*** SOURCE PASSAGE ***

Nichelle Nichols’ son will ask a New Mexico court to grant him a new conservatorship of his mother in that state, where he moved the 87-year-old “Star Trek” actress on Sunday, his attorney told a Los Angeles judge Wednesday.
When Nichols was still living at her longtime Woodland Hills home, Los Angeles Superior Court Judge Barbara Johnson appointed 68-year-old Kyle Johnson — who is not related to the judge — as the permanent conservator of his mother’s person and her estate. The judge said a conservatorship was appropriate because of Nichols’ dementia. In August, the judge approved the move of Nichols to New Mexico.
Judge Johnson has since retired and during Wednesday morning’s hearing, Kyle Johnson’s lawyer, Jeffrey Marvan, told Judge Paul Suzuki that his client interviewed two New Mexico lawyers about handling the new conservatorship there. Marvan said the two lawyers were both in a race to be elected judge and that the loser will be the one hired.
“OK, that’s an interesting dilemma you have there,” Suzuki told Marvan.
In a sworn declaration submitted to the court earlier in support of Kyle Johnson’s move of his mother to New Mexico, one of the actress’ sisters, Marion Smothers, noted that her nephew has lived in that state with his wife since the early 1990s.
“He is a respected member of his community and the former general manager of a radio station; he has many friends and a network of resources to support him,” Smothers wrote.
Smothers said Nichols’ income is limited and that her life has been impacted by aging and the coronavirus’ effect on the economy. Smothers also said she already cares for her disabled husband and that Nichols’ other siblings have health concerns of their own.

*** End of SOURCE PASSAGE ***

**DIRECTIONS FOR THIS TASK**
Write the next part of the article about Nichelle Nichols' conservatorship, starting after its final sentence. The items that come next have no connection to the news article about Nichelle Nichols.

*** AVAILABLE DATA ***

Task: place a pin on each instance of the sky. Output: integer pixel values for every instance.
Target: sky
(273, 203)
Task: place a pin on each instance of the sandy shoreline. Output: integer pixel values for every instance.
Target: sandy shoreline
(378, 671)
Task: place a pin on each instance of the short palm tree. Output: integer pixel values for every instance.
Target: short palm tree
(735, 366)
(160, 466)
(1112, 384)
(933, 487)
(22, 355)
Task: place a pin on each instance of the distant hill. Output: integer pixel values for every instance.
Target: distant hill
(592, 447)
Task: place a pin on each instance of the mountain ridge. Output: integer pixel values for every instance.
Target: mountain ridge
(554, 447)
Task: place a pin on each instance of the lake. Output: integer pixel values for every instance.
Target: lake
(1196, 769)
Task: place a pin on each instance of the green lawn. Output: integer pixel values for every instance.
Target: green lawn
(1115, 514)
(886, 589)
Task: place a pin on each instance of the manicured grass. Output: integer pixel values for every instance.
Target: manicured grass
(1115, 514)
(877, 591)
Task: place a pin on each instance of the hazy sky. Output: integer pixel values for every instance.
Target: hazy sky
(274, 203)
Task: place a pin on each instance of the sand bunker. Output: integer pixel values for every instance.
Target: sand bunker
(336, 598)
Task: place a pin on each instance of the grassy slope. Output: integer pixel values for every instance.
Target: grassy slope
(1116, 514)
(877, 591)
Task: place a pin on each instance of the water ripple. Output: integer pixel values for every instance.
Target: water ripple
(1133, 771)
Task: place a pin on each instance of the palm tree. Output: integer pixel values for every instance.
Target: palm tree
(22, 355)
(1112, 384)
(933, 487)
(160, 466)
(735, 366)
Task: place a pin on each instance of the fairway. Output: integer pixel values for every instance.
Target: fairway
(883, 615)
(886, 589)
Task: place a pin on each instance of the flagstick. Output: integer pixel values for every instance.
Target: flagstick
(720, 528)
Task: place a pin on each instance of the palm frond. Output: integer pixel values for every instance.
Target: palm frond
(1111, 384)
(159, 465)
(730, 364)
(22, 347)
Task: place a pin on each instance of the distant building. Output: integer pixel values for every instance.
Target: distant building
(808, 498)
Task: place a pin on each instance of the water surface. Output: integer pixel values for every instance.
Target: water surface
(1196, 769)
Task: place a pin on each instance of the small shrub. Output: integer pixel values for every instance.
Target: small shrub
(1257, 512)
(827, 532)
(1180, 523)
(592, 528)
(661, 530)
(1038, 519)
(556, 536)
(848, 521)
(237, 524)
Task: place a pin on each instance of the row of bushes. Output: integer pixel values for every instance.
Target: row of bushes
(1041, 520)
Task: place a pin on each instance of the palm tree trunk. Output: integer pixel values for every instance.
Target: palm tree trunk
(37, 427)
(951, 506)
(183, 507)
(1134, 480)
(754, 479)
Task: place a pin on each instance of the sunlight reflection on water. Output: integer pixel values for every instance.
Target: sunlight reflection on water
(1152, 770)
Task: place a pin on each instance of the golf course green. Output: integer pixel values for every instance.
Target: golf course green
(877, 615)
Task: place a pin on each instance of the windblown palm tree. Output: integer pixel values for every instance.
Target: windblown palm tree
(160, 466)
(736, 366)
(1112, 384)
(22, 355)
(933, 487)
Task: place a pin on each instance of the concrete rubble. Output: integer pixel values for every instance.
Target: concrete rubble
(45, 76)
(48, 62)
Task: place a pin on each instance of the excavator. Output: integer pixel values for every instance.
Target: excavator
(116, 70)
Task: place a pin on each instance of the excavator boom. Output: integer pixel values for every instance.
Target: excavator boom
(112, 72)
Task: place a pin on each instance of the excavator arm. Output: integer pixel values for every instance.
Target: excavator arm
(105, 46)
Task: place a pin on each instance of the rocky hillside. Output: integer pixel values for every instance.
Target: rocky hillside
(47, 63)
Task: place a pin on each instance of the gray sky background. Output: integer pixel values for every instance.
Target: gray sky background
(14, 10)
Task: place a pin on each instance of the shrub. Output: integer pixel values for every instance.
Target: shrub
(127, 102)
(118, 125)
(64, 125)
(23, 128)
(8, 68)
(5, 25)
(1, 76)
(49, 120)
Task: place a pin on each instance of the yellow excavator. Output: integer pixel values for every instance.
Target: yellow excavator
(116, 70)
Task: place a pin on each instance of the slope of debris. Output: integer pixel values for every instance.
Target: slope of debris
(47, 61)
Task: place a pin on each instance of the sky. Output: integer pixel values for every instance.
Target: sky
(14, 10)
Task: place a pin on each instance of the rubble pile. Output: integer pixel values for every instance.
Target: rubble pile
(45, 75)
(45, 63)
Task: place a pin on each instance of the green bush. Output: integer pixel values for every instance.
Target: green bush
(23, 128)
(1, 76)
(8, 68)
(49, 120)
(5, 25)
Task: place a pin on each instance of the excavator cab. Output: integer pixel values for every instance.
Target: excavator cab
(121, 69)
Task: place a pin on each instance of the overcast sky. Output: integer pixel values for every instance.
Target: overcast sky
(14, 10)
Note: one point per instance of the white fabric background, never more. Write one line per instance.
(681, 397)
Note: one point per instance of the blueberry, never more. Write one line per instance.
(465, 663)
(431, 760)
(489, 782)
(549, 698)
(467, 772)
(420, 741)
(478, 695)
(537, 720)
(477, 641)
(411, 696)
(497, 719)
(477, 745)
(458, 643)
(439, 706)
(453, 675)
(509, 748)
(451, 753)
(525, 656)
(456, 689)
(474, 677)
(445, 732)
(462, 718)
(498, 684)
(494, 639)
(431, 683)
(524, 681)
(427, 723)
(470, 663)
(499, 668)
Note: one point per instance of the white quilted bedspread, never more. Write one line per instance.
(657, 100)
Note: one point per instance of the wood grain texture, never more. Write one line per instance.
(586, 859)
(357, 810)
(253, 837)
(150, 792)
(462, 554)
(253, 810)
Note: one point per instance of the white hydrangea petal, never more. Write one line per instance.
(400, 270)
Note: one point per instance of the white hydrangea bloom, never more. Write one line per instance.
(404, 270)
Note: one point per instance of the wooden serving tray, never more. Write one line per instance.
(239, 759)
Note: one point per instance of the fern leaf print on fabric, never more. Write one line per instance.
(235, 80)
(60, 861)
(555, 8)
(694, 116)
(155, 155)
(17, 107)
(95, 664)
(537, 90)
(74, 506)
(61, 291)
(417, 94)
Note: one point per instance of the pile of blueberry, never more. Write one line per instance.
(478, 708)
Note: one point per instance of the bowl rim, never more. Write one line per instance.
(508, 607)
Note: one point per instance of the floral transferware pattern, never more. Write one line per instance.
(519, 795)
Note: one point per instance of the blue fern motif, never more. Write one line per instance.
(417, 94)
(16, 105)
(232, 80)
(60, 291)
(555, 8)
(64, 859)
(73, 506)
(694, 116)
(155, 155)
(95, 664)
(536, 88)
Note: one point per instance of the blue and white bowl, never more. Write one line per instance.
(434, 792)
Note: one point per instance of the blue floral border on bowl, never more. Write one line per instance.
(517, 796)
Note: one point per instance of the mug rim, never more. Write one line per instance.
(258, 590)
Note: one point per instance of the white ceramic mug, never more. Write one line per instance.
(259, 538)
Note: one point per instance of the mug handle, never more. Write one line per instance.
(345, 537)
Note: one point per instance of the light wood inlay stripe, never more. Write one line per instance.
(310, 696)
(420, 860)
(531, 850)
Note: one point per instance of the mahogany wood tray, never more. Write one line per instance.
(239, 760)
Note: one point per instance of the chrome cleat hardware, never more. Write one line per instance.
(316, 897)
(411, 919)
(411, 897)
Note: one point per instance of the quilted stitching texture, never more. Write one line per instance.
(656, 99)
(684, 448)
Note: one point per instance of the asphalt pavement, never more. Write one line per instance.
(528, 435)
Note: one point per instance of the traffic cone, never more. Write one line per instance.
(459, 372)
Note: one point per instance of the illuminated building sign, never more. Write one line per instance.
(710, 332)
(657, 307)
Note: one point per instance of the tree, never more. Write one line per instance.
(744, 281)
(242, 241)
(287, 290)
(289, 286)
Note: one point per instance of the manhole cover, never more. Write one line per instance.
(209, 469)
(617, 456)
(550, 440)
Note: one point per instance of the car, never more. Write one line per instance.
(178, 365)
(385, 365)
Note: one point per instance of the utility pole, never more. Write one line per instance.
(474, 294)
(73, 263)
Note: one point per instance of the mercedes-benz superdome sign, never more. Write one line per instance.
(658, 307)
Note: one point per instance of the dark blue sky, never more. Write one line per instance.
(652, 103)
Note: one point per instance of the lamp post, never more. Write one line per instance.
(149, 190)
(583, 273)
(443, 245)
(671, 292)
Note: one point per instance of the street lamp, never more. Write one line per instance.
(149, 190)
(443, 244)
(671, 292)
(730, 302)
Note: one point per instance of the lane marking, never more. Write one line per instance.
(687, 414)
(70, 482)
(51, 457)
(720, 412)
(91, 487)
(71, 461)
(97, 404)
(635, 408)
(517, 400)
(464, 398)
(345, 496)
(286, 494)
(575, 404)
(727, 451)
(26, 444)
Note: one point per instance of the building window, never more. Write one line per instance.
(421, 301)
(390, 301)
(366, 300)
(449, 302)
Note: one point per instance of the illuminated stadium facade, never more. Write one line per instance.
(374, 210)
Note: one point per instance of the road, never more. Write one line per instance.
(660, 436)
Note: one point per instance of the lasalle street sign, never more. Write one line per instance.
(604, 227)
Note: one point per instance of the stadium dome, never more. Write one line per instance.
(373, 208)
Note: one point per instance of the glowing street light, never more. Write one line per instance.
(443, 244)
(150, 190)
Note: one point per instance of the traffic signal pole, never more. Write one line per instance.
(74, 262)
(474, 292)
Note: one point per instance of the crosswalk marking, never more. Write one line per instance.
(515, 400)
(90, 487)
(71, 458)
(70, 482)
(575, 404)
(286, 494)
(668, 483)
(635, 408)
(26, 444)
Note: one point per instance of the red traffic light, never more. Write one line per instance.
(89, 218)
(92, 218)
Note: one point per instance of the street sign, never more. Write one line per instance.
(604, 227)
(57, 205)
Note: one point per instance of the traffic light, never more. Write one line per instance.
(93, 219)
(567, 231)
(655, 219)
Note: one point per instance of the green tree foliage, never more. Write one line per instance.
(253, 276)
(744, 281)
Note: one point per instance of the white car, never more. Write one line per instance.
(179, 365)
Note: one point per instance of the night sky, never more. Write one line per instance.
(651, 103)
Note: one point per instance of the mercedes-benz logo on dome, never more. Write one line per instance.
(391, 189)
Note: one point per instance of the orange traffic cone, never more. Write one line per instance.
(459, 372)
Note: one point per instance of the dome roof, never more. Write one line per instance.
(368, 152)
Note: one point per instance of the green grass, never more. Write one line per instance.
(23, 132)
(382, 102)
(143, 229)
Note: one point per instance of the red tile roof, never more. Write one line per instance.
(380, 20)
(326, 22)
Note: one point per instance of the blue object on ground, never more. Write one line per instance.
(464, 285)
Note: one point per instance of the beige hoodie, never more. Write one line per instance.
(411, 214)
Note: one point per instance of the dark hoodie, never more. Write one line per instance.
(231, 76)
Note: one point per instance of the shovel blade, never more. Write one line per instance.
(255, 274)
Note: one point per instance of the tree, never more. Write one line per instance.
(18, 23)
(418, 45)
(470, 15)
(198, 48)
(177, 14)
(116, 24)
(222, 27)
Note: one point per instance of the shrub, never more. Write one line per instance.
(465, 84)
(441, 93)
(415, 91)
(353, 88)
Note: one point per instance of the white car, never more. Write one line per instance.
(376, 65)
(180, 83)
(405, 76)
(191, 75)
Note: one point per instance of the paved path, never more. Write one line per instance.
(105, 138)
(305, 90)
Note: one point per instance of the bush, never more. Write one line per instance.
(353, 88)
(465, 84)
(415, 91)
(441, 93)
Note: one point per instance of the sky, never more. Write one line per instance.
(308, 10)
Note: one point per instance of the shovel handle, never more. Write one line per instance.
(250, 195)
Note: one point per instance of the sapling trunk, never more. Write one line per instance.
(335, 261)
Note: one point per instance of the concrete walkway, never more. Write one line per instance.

*** End of AVAILABLE DATA ***

**RESPONSE AREA**
Meanwhile, Suzuki said he would defer to the New Mexico courts on a request by Angelique Fawcett, a friend of Nichols, to resume previous visits she had with the actress through a court order. Fawcette says she agreed in December 2018 to drop her challenge to Johnson being made his mother’s permanent conservator in exchange for two monthly meetings with Nichols, who she met in 2012.
For years, the two went to lunch together and visited each other on Christmas, according to Fawcette’s court papers. But Fawcette maintains in her court papers that Johnson stopped allowing the visits in 2019. Her attorney, Farris Ain, asked that the visit be resumed, even if they were by video.
But Marvan told Suzuki the visits stopped after Fawcette allegedly violated a non-disclosure agreement.
“If the person is in New Mexico, I’d rather let them decide,” Suzuki said. “I’m especially concerned if someone is leaking information to the media.”
Nichols played Lt. Uhura, a translator and communications officer, aboard the USS Enterprise in the “Star Trek” series that ran on NBC from 1966-69, and also appeared in some of the later “Star Trek” movies.
Her son had a major role in the 1969 film “The Learning Tree.”